» Your instructions:
Reproduce without any change the rows from the line with "Where can you see the white marble block?" to the line with "(1241, 535)", both of those lines included.
------------
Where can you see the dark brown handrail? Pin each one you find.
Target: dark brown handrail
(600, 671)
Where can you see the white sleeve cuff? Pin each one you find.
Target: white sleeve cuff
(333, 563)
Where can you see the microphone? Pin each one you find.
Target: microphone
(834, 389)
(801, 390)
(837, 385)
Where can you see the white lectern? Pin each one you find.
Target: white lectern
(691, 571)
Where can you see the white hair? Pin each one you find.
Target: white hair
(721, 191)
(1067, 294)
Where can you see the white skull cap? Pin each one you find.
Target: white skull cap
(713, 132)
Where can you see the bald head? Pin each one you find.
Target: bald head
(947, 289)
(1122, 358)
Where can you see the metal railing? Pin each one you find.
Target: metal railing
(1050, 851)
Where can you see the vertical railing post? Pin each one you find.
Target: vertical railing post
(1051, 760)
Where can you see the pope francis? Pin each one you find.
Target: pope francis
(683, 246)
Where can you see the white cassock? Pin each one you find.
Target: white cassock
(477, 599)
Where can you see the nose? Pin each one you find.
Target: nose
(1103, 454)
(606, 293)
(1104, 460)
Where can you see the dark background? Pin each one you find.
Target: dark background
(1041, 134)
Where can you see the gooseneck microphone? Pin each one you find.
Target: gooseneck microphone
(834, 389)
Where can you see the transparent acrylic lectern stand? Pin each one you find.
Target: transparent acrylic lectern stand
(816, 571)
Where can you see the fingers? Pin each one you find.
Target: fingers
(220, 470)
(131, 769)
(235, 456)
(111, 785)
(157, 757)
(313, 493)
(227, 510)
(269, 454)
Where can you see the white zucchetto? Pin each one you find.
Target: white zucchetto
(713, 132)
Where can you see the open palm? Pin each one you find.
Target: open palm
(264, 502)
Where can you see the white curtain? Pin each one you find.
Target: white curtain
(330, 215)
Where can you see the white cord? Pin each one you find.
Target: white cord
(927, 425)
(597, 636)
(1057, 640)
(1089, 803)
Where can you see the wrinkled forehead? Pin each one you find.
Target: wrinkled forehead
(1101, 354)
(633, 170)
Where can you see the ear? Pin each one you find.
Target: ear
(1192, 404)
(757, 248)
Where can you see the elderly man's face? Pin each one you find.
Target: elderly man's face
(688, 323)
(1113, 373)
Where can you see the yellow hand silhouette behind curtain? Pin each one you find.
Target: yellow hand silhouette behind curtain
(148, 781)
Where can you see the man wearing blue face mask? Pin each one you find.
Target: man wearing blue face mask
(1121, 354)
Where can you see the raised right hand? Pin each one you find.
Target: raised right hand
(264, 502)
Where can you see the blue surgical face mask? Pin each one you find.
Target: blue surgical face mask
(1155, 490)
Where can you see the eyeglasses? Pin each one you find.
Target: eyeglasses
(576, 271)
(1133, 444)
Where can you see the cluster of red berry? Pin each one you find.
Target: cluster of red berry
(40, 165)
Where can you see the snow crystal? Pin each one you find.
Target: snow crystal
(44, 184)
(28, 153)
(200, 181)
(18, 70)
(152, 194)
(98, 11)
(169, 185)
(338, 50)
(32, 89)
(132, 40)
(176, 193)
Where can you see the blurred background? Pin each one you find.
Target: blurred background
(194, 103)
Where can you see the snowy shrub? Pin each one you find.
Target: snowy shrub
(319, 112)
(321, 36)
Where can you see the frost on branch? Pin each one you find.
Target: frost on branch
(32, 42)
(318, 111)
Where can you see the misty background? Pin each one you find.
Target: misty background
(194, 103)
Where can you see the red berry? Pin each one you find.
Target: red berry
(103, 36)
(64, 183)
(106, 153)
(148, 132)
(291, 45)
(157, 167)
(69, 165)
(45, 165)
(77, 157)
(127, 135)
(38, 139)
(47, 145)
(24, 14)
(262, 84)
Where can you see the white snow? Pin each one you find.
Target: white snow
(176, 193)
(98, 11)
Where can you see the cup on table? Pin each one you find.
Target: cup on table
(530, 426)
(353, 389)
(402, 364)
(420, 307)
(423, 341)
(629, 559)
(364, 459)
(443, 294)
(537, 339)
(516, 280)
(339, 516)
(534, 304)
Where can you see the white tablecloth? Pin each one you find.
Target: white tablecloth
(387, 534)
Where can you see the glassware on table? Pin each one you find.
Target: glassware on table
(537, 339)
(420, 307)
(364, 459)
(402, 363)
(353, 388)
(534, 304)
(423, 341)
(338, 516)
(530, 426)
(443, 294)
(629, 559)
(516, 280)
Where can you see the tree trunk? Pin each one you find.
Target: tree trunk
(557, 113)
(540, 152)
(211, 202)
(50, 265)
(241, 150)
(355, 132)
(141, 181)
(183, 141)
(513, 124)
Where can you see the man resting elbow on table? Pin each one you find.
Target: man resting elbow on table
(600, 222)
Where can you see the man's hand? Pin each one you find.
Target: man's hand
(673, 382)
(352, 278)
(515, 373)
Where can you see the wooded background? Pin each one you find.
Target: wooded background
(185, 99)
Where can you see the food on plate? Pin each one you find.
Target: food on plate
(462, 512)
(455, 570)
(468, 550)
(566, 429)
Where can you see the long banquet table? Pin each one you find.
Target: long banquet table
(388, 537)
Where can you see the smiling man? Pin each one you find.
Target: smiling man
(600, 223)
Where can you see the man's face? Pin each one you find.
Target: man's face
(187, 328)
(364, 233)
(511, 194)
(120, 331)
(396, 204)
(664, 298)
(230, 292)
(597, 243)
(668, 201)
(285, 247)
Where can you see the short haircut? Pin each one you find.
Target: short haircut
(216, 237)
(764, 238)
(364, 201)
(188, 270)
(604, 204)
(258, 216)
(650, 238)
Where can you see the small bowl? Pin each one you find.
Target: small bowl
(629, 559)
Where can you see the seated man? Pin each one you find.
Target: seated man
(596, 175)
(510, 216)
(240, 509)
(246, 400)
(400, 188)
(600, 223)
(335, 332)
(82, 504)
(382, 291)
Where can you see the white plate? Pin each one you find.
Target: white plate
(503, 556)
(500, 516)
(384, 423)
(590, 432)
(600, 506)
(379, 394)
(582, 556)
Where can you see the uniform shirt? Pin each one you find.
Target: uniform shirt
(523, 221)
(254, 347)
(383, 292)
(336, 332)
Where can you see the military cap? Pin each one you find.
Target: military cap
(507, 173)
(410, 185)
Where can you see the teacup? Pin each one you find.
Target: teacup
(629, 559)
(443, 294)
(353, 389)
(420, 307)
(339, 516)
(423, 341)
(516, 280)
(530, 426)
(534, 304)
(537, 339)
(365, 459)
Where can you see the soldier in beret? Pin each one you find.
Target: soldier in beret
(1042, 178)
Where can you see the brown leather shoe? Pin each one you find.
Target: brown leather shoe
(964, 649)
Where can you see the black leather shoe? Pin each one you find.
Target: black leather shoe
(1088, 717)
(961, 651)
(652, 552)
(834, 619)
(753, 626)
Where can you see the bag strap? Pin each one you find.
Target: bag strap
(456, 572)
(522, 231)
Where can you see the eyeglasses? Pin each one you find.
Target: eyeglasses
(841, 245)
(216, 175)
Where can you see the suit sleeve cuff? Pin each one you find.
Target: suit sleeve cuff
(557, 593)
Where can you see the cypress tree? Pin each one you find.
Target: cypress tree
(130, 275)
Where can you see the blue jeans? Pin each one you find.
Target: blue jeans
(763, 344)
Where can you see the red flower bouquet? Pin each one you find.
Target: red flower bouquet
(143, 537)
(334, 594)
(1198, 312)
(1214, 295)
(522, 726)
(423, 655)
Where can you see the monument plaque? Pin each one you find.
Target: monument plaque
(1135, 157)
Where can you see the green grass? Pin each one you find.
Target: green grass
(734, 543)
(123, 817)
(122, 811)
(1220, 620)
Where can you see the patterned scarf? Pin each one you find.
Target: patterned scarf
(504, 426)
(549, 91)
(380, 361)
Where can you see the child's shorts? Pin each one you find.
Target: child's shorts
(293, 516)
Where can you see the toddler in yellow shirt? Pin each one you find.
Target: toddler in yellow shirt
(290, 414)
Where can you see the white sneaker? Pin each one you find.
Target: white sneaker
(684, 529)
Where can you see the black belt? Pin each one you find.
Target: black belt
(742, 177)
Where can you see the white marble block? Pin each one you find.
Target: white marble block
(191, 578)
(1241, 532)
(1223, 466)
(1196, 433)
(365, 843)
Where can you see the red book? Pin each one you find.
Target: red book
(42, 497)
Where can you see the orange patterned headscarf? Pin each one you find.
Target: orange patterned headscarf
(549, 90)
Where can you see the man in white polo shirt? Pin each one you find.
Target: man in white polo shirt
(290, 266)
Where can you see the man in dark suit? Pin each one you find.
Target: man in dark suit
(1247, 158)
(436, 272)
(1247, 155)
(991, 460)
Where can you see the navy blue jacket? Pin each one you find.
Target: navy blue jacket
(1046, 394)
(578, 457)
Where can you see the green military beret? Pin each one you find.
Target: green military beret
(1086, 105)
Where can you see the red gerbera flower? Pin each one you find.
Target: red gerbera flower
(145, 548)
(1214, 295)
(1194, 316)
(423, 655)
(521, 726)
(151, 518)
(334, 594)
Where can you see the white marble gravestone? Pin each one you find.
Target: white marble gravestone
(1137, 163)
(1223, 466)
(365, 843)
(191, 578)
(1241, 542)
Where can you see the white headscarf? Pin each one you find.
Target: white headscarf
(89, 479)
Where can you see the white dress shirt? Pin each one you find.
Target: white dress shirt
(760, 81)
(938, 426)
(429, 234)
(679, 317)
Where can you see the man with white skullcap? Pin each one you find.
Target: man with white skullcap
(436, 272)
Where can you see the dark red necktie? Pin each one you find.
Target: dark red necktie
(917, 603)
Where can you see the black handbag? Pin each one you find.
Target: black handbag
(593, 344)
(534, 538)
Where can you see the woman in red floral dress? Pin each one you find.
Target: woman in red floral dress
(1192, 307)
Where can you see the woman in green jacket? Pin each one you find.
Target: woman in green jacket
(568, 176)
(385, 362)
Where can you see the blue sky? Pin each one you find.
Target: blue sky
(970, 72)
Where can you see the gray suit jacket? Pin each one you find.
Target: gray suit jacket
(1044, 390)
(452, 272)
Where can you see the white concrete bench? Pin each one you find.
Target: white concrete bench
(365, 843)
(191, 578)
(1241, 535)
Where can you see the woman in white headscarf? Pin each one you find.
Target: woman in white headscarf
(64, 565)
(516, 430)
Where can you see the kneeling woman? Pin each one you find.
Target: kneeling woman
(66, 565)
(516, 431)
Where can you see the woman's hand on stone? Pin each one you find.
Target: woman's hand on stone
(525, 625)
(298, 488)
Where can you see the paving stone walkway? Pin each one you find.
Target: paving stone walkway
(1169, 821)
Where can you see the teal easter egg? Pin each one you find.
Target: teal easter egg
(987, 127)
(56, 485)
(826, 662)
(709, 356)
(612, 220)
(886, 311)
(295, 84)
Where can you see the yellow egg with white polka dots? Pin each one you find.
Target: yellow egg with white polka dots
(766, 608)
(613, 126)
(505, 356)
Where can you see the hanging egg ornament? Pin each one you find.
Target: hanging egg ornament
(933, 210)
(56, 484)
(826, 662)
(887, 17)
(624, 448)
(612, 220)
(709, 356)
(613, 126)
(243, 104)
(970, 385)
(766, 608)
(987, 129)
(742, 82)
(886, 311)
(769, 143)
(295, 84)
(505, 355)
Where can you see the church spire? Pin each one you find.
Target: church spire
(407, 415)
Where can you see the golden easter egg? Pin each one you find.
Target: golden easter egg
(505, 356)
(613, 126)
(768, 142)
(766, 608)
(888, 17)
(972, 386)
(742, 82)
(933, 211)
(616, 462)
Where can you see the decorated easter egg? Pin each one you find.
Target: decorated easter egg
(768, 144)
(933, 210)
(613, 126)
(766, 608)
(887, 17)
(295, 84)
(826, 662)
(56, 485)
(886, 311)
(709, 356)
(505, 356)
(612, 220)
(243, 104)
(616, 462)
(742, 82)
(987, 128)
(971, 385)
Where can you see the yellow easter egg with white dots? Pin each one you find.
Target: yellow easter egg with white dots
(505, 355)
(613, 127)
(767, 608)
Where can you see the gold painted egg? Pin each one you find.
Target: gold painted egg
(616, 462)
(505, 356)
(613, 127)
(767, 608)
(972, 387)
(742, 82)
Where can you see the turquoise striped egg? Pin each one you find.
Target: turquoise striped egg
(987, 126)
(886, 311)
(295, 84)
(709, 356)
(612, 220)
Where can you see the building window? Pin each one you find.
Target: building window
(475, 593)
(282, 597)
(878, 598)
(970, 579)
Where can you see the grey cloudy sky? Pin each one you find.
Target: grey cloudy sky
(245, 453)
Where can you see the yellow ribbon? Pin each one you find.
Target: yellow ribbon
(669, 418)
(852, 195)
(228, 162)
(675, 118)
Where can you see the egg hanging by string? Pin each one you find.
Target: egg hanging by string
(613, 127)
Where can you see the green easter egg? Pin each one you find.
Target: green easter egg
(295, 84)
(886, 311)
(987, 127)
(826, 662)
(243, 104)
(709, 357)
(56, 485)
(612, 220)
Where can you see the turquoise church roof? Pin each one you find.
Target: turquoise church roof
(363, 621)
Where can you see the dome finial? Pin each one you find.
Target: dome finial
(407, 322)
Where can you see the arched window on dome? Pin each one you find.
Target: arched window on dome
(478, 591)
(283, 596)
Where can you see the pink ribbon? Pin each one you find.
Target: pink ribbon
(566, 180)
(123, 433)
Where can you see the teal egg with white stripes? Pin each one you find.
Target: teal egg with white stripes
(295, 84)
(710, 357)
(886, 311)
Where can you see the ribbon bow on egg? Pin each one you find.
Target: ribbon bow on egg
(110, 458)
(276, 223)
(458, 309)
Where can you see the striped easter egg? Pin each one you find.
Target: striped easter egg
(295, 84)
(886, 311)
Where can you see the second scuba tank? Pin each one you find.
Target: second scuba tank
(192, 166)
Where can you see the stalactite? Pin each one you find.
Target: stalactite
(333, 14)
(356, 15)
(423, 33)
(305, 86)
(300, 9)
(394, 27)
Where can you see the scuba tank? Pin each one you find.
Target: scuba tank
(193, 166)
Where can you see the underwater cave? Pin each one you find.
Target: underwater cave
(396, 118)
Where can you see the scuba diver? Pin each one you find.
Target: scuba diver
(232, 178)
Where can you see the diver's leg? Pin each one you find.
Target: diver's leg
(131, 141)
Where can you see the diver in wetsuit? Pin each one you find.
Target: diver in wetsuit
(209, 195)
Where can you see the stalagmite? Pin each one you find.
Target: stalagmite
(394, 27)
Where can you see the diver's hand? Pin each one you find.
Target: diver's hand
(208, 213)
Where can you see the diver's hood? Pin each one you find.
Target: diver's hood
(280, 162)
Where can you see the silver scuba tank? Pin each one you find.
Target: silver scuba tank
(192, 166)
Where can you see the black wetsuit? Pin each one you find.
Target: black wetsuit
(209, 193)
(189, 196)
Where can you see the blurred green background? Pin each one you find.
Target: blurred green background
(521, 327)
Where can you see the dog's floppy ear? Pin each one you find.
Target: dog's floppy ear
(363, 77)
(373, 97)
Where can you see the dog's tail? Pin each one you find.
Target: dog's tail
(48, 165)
------------
» Exercise solution:
Where can you see the white marble block? Pin each one you find.
Target: white marble block
(191, 578)
(1241, 532)
(1223, 466)
(1196, 433)
(365, 843)
Where can you see the red book? Pin each one you find.
Target: red book
(42, 497)
Where can you see the orange patterned headscarf? Pin each one you find.
Target: orange patterned headscarf
(549, 90)
Where can you see the man in white polo shirt? Pin each one you find.
Target: man in white polo shirt
(290, 266)
Where can you see the man in dark suit? Pin each one you find.
Target: man in dark suit
(1247, 158)
(436, 272)
(1247, 155)
(991, 460)
Where can you see the navy blue jacket? Pin each one you find.
Target: navy blue jacket
(1046, 394)
(578, 457)
Where can you see the green military beret? Pin each one you find.
Target: green military beret
(1086, 105)
Where can you see the red gerbera flower? Pin each one you find.
Target: red gerbera flower
(145, 548)
(1214, 295)
(1194, 316)
(423, 655)
(521, 726)
(151, 518)
(334, 594)
Where can you see the white marble gravestone? Pin each one you find.
Target: white marble gravestone
(1137, 163)
(1223, 466)
(365, 843)
(191, 578)
(1241, 542)
Where can you see the white headscarf? Pin each one you find.
Target: white headscarf
(89, 479)
Where can you see the white dress shirt? Pin each one you find.
Target: white dress shirt
(760, 81)
(938, 426)
(429, 234)
(679, 317)
Where can you see the man with white skullcap? Pin each one you find.
Target: man with white skullcap
(436, 272)
Where can you see the dark red necktie? Pin each one you find.
Target: dark red necktie
(917, 603)
Where can you see the black handbag? Pin each one you find.
Target: black handbag
(593, 344)
(534, 538)
Where can you see the woman in red floral dress? Pin each one you find.
Target: woman in red floral dress
(1192, 307)
Where can you see the woman in green jacket? Pin each one you find.
Target: woman in green jacket
(568, 176)
(385, 362)
Where can you see the blue sky? Pin each one you find.
Target: blue sky
(970, 72)
Where can you see the gray suit jacket? Pin each one you find.
Target: gray suit jacket
(1044, 390)
(452, 272)
Where can you see the white concrete bench? Pin each one you find.
Target: white concrete bench
(365, 843)
(191, 578)
(1241, 535)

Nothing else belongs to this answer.